• Given passage
******

Noah’s vessel, which resembles a large multi-storey wooden house, appears in the background within the receding waters and stands in stark contrast to the tiny emerging islands topped with minute cities. A multitude of dead bodies are floating around. The animals (most of them are not shown in pairs) emerge from the ark onto a large piece of land to the right.

While Noah appears in the background in prayer before a burning offering that is blessed by the hand of God, his wife remains inside the ark helping the animals to make their exit. The raven which Noah released to look for land and which flew back and forth appears on the small island in the waters towards the left, devouring a dead, bloodstained body. The dove which Noah released three times is shown with the olive branch with which it returned after it was released the second time; it did not return third time round when it found dry land.

******

Stored entries:
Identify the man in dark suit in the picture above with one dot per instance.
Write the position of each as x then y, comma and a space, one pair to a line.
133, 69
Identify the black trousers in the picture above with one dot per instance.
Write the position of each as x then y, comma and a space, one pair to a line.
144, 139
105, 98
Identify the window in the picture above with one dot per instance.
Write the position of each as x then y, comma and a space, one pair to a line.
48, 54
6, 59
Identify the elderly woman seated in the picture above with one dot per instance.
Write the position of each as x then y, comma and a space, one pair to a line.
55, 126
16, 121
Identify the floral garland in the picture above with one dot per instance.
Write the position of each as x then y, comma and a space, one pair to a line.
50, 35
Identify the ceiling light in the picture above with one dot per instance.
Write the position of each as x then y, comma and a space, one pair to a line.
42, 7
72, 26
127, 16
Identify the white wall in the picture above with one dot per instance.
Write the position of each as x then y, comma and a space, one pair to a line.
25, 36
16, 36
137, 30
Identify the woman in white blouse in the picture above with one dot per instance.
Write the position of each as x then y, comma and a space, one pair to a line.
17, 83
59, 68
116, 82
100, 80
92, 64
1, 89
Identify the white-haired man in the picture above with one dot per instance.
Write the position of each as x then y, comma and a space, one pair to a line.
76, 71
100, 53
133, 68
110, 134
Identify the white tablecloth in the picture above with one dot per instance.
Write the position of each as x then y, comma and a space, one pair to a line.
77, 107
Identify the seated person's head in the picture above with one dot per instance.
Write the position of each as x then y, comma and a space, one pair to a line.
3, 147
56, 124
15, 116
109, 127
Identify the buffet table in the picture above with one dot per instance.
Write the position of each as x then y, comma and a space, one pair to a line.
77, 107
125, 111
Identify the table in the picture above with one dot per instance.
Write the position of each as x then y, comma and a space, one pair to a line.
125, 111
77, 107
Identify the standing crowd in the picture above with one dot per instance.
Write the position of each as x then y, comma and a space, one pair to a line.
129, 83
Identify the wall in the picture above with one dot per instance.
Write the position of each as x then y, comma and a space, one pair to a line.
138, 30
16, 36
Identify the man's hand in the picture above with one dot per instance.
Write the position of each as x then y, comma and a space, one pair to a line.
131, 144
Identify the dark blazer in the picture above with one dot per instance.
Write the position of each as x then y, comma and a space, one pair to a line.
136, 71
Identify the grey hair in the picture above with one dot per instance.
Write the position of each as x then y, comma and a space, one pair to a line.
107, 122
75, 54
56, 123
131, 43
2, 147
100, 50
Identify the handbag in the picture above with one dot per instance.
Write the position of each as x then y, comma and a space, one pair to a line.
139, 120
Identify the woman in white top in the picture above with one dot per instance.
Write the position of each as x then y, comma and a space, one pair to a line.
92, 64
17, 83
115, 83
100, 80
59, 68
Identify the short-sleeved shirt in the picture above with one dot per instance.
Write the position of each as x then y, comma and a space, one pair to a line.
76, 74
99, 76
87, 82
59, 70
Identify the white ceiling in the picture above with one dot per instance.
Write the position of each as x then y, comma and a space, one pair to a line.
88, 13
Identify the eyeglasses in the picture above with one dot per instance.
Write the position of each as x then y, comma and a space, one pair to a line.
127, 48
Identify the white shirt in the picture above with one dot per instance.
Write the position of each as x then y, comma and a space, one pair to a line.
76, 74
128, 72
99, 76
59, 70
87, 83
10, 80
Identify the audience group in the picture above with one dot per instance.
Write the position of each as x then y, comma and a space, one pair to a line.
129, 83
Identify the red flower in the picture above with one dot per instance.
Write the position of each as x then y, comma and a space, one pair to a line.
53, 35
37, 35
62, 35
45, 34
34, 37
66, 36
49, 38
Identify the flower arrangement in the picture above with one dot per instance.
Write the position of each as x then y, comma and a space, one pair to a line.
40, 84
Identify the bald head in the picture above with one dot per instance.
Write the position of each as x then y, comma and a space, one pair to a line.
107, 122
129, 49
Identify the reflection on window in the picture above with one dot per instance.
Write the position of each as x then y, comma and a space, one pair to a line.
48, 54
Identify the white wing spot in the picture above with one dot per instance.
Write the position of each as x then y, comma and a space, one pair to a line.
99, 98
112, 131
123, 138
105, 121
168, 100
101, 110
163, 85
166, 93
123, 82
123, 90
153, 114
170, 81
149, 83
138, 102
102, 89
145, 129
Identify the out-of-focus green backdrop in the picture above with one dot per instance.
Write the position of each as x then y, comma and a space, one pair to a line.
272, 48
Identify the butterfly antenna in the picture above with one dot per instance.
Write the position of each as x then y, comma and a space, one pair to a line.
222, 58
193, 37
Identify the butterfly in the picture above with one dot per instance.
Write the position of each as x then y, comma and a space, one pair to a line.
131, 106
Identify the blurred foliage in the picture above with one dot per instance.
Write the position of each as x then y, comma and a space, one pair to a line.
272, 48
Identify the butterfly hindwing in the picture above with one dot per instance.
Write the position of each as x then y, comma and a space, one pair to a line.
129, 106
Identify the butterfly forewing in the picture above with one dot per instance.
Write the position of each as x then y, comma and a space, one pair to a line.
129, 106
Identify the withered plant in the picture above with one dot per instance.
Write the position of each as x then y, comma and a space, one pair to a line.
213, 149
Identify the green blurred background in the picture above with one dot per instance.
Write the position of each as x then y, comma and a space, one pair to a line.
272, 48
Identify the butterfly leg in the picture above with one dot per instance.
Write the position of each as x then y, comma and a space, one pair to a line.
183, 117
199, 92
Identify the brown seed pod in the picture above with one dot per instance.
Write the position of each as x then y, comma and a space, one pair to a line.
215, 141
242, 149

******

• Directions
• A. Do these statements agree with the description of Noah's ark after the flood? Answer yes or no for each and quote the words from the description that decide it. (i) Most of the animals are shown in pairs. (ii) Noah's wife stays inside the ark to help the animals get out. (iii) The dove carries the olive branch it brought back after its first release.
• B. Pick up the description of Noah's ark after the flood where it ends, and write on from there.

• Answers per task
• A.
(i) No: "most of them are not shown in pairs"
(ii) Yes: "his wife remains inside the ark helping the animals to make their exit"
(iii) No: "the olive branch with which it returned after it was released the second time"

• B.
Finally, the exit from the ark is combined with Noah’s drunkenness. In the foreground we can see the wine that Noah made and imbibed after the great flood. While one of Noah’s sons squashes the grapes in the tub with his feet, Ham reveals Noah’s disgrace and a third son covers the patriarch’s exposed underwear which alludes to his nakedness.

The explanatory caption in blue ink in the lower margin is written in French rather than in Latin and serves as an educational tool: Comment noel apres le deluge arriva a terre et mist hors le bestail et fist sacrifice et planta la vigne (‘How Noah, after the Flood, arrived on land and put the animals out and made a sacrifice and planted the vine’).

The ark’s gate, now pulled down, has changed from being a barrier to being a bridge—a bridge to an entire new world. The ark-dwellers move from darkness into light: a fitting theme for a Christmas gift.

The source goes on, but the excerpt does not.